** EXTRACTO DE LA PÁGINA **
+--

Retórica/Mario Flores Pedraza

Mientras un niño revuelve basura en busca de comida, un funcionario celebra su cumpleaños con fuegos artificiales, mariachis importados y whisky de 500 dólares la botella. ¿Es esta la justicia de la democracia? ¿O más bien su burla cínica? Lo que alguna vez fue el arte de administrar el bien común se ha transformado en la perversa gestión del privilegio. Gobernar ya no es servicio: es premio. Es botín. Es banquete sobre ruinas.

Los líderes del siglo XXI (si acaso merecen tal título) no se distinguen por su virtud ni por su sabiduría, sino por la opulencia con la que disimulan su mediocridad. Usan relojes que valen lo mismo que el salario sexenal de un maestro, viajan en jets privados mientras cierran hospitales, y viven en residencias palaciegas mientras el pueblo sobrevive en viviendas de lámina. El contraste no es solo moral: es estructural. Es la obscenidad institucionalizada de un sistema que ha convertido la política en negocio y el poder en franquicia.

Maquiavelo habría aplaudido su astucia. Marx los habría denunciado como administradores del capital. Pero el pueblo, hoy, los aplaude. O los ignora. O los vota. Porque en esta democracia de supermercado, el elector no elige al más justo, sino al más visible. Y la visibilidad se compra con espectáculo, no con virtud.

+--

** DATOS PROPORCIONADOS **
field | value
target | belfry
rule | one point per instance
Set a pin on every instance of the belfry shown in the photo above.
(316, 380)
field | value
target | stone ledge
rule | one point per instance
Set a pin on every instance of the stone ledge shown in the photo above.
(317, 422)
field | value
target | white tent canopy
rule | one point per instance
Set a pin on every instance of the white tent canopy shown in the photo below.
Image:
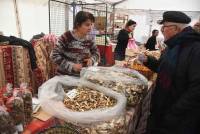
(34, 17)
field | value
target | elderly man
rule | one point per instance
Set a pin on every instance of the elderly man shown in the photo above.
(175, 102)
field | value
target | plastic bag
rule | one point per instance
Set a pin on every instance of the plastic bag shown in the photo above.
(51, 95)
(119, 79)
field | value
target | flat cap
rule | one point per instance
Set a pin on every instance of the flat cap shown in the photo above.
(175, 16)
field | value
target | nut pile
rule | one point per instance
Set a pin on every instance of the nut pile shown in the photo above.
(87, 99)
(133, 92)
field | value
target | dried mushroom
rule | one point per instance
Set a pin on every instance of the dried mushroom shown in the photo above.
(87, 99)
(134, 93)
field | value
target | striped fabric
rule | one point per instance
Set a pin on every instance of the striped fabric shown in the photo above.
(71, 50)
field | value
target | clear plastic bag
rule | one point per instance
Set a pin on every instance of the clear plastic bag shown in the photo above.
(51, 96)
(119, 79)
(7, 123)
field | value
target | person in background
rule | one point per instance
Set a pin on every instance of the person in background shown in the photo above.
(197, 27)
(152, 41)
(122, 40)
(73, 49)
(175, 102)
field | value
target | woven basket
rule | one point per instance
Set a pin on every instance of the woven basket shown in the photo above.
(60, 130)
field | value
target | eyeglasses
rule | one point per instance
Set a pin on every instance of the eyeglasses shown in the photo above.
(168, 26)
(162, 28)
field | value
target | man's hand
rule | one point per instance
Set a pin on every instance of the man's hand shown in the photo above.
(77, 67)
(88, 62)
(142, 58)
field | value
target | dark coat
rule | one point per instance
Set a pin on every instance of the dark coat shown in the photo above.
(122, 42)
(175, 107)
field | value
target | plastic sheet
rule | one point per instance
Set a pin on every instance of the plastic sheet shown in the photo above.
(122, 80)
(51, 95)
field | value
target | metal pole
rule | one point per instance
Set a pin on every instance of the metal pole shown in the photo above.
(74, 10)
(105, 35)
(18, 24)
(49, 6)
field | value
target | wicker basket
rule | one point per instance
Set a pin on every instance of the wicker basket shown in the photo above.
(60, 129)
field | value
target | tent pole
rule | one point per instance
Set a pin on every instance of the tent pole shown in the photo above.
(18, 24)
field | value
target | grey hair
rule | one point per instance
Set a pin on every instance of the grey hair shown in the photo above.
(179, 25)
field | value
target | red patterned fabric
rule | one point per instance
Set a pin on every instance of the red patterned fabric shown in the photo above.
(37, 126)
(8, 65)
(38, 77)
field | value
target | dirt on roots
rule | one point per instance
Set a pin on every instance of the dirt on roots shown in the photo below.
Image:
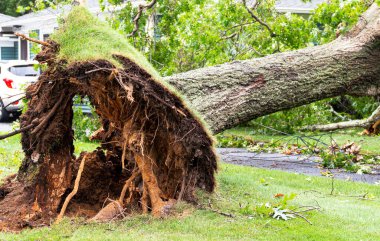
(153, 149)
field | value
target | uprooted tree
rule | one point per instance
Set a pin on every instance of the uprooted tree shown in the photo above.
(154, 149)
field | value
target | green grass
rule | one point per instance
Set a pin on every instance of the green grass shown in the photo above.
(344, 216)
(370, 144)
(83, 37)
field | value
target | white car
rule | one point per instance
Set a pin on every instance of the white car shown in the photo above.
(15, 76)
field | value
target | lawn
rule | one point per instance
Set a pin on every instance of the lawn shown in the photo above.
(369, 144)
(343, 216)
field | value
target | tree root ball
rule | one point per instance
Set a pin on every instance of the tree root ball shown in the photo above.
(153, 148)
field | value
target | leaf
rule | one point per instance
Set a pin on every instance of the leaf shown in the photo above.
(282, 214)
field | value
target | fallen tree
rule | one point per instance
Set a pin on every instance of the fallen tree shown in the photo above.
(149, 134)
(234, 93)
(154, 149)
(371, 124)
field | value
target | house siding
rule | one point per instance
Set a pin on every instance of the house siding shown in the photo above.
(9, 53)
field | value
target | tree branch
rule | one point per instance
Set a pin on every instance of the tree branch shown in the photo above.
(138, 16)
(273, 34)
(366, 123)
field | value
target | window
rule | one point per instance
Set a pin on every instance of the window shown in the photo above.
(33, 47)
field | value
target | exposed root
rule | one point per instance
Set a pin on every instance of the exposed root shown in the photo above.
(145, 128)
(145, 165)
(109, 212)
(127, 185)
(144, 200)
(75, 190)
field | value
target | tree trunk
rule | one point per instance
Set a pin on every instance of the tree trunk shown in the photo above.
(157, 133)
(234, 93)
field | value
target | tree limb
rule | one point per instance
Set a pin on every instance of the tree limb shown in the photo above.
(233, 93)
(365, 123)
(136, 19)
(273, 34)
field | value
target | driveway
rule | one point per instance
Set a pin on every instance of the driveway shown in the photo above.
(307, 165)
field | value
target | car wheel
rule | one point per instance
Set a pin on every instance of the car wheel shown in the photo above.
(4, 114)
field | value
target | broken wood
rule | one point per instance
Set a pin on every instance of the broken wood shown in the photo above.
(73, 192)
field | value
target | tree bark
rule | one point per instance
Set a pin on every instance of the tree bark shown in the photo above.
(234, 93)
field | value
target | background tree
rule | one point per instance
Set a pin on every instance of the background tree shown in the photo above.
(225, 30)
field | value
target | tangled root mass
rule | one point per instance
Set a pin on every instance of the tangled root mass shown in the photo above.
(153, 149)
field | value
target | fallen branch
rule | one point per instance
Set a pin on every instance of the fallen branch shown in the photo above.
(30, 126)
(73, 192)
(23, 36)
(365, 123)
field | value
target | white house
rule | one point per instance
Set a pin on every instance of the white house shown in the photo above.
(44, 22)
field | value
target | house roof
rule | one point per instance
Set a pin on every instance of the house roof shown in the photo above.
(50, 14)
(4, 18)
(297, 6)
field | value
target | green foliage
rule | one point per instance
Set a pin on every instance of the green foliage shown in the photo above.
(198, 33)
(19, 7)
(279, 202)
(83, 37)
(182, 37)
(347, 162)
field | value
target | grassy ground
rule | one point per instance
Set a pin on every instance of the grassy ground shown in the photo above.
(344, 215)
(370, 144)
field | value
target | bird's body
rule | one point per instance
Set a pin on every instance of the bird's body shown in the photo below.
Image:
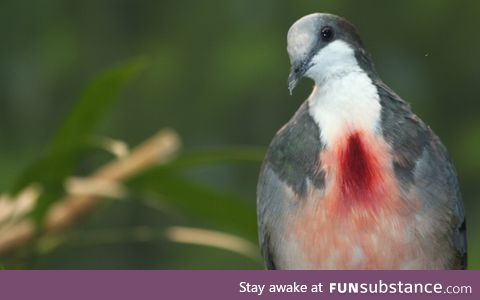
(355, 180)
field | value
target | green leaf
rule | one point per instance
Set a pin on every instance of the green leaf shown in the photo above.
(224, 212)
(210, 157)
(71, 141)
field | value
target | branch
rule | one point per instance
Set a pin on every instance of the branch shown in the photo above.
(83, 194)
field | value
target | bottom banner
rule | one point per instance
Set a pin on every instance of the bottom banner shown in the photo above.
(137, 285)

+--

** EJERCICIOS POR RESOLVER **
**A)** Según el texto sobre el poder y el privilegio, ¿en qué se ha transformado lo que alguna vez fue el arte de administrar el bien común?
**B)** Por favor, retoma el texto sobre el poder y el privilegio a partir de su última oración.

** SOLUCIONES **
**A)** En la perversa gestión del privilegio.

**B)**
Pero no nos engañemos: esta escenografía del lujo tiene una función precisa. No es vanidad desbordada —aunque también lo sea—, sino mensaje. El lujo de los gobernantes es el símbolo de su impunidad. Es la confirmación de que el poder ya no responde ante el pueblo, sino ante sus propios caprichos. Es la pedagogía del cinismo: enseñar a las nuevas generaciones que gobernar no es servir, sino acumular; que la política no es arte, sino trampa.

Frente a esto, el silencio de los gobernados no es inocencia, es complicidad estructural. Porque toleramos ese lujo con resignación, como si fuese parte inevitable del guion. Porque hemos aceptado la desigualdad como paisaje, el abuso como rutina, y la corrupción como folclore. Vivimos en una república donde el banquete de los pocos se sirve con el hambre de los muchos. Y aún así, aplaudimos.

La solución no es moralizar al tirano, ni pedirle moderación al ladrón. Es cambiar la estructura que hace posible su festín. Es repensar la política no como carrera de enriquecimiento, sino como encarnación del bien común. Como servicio. Como renuncia.
Hasta que eso ocurra, el lujo de los gobernantes no será solo escandaloso. Será criminal. Y el silencio del pueblo, su cómplice.